OBJECTIVE A | Summarize the Sno Valley text below in two sentences.
OBJECTIVE B |
Answer these from the Sno Valley text below:
(i) In which centuries was the castle built?
(ii) How high above sea level is Juta?
(iii) Who is named as the most prominent son of the village of Sno?
OBJECTIVE C | Resume the Sno Valley text below, carrying it on from its final sentence.

SOURCE EXCERPT |
----

Sno-Valley / Sno-Tal


There's a little castle in Sno valley, built in the 16-17th century AD with round walls on a natural rock. (See photos below.) The valley follows river Tergi to Juta, 2150m above sea level. All paths from here are for hikers and horse-riders only.

Most prominent son of the village of Sno is Patriarch Ilja II. 


Im Sno-Tal gibt es eine kleine Burg aus dem 16./17. Jhdt. n.Chr., erbaut mit runden Mauern auf einer natürlichen, felsigen Erhebung (Photos s.u.). Das Tal folgt dem Fluss Tergi nach Juta, 2150m über NN. Alle Pfade von hier sind Wanderern und Reitern vorbehalten.

Der wohl bekannteste Sohn des Ortes Sno ist Patriarch Ilja II.

----

DATA SECTION |
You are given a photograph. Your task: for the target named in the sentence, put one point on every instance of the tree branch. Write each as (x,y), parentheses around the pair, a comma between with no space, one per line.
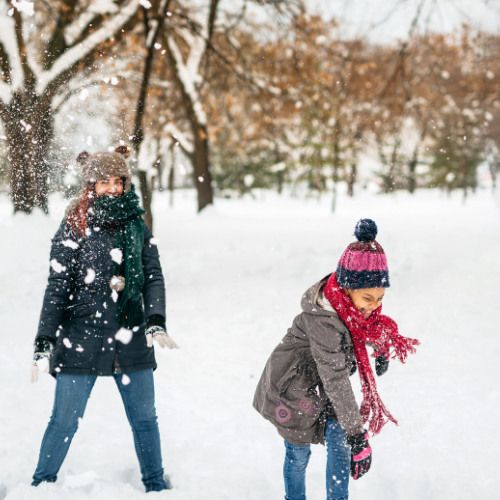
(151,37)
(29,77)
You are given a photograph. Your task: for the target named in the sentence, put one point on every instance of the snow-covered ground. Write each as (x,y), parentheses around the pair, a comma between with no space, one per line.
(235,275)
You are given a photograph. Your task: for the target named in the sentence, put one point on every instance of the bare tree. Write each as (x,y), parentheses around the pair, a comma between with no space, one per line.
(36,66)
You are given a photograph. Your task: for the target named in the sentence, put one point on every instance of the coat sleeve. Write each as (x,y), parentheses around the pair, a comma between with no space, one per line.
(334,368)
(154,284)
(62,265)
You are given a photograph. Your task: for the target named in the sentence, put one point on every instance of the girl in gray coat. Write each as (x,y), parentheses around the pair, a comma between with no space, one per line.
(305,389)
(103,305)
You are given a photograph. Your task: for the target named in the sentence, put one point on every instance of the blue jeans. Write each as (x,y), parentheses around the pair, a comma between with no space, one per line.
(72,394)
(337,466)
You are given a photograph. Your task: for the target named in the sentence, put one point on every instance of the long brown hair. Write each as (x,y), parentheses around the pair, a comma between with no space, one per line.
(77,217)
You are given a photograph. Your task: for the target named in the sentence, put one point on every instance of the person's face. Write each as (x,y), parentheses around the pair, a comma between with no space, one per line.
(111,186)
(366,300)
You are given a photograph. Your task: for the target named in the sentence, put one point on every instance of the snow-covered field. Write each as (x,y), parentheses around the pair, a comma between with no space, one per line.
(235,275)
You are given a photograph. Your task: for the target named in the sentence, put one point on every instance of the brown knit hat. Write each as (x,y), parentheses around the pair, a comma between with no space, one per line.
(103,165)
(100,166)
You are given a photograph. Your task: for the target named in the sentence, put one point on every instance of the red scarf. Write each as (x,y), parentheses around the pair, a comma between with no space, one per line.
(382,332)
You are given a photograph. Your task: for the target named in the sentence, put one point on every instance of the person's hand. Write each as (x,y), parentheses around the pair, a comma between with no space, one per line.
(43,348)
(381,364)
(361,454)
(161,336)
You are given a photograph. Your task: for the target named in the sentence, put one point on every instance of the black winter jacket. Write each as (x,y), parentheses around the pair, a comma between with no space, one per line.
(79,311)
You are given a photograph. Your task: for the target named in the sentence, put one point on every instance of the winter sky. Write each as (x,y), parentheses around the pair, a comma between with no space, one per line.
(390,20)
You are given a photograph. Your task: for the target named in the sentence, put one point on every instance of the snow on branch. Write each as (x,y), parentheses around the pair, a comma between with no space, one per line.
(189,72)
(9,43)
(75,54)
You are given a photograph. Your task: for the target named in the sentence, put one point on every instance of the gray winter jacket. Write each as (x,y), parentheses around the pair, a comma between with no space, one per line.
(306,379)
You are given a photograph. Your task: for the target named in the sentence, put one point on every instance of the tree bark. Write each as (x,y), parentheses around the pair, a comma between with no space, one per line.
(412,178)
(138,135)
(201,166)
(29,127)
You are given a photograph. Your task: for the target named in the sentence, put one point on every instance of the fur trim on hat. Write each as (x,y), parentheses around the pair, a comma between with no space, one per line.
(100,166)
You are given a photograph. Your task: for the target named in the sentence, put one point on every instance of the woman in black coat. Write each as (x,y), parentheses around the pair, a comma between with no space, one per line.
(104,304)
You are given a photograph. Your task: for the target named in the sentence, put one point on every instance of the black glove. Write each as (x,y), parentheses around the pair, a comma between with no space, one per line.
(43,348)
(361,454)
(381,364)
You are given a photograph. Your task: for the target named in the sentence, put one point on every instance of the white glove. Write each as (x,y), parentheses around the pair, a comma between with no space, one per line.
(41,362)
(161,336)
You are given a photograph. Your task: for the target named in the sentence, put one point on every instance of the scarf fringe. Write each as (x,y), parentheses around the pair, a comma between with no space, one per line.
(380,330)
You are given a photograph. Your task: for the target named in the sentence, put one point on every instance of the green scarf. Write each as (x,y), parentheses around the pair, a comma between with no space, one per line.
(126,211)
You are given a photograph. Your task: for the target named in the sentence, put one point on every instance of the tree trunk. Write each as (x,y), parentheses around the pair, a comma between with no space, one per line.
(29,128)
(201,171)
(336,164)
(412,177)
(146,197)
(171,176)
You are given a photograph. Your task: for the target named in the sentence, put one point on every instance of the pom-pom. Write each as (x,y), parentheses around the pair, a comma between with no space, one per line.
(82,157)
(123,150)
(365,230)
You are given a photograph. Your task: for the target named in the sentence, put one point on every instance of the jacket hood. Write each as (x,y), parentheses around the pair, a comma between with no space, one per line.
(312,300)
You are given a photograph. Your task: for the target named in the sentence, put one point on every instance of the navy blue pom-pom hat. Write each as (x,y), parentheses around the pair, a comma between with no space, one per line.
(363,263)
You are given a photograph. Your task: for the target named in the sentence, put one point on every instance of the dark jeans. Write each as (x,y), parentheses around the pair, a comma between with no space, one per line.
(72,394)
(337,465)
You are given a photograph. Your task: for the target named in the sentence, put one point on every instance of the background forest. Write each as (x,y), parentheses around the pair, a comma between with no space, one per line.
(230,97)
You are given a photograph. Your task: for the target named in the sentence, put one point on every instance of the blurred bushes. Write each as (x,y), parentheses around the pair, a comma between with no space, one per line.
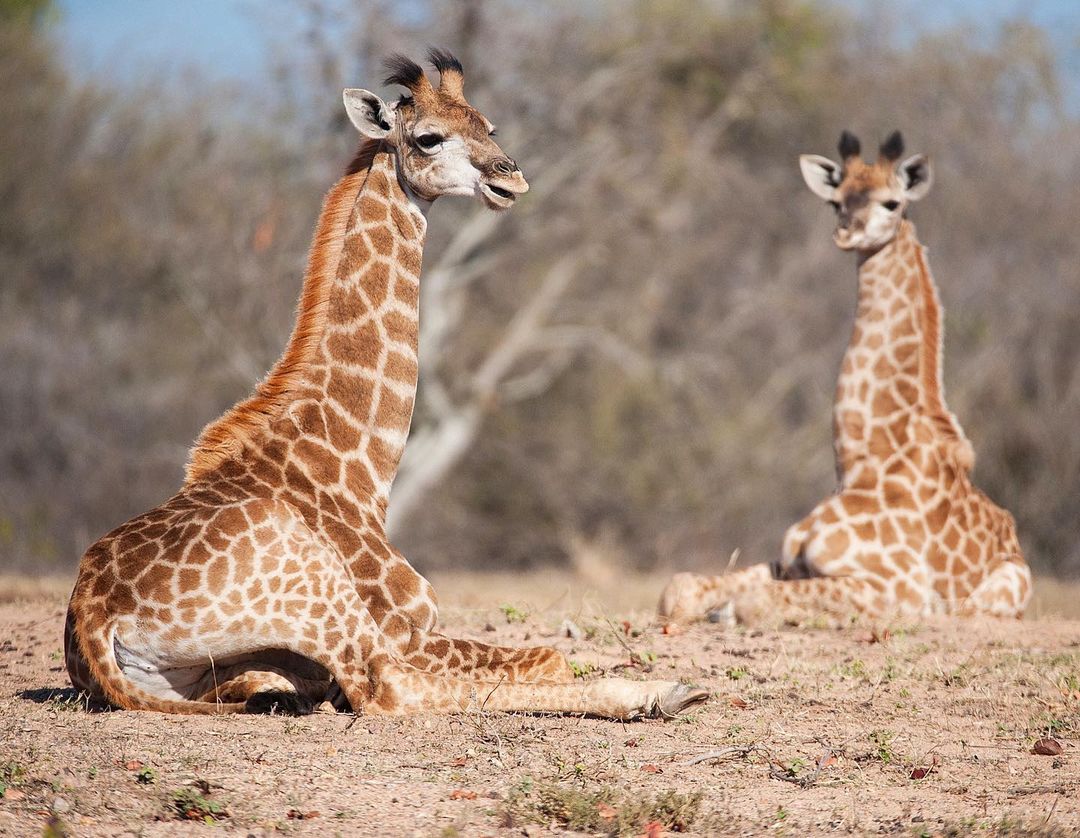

----

RESPONSE A | Sno Valley has a small castle from the 16th–17th century AD, built with round walls on a natural rock, and the valley follows the river Tergi to Juta, 2150 m above sea level, where all paths are for hikers and horse-riders only. The most prominent son of the village of Sno is Patriarch Ilja II.

RESPONSE B |
(i) The 16th–17th century AD.
(ii) 2150 m.
(iii) Patriarch Ilja II.

RESPONSE C |
Sno seen from the West / Sno von Westen gesehen



Sno castle/ Burg Sno


Tergi river / Fluss Tergi


The sno-valley can be found easily. Just follow the Georgian military highway. Four or five kilometers south of Stepanzminda / Kasbegi leave the "highway" into the village of Achkhoti, then simply follow the road into the sno-valley. The path, which can be taken by normal passenger cars in good weather, although a 4x4 will be better suited, will turn northeast after ca. 10km and reach Juta after another 5km. Plan  with 45-60 min. for the drive or 4,5 h of walking for 15km. There's a camping place near Juta.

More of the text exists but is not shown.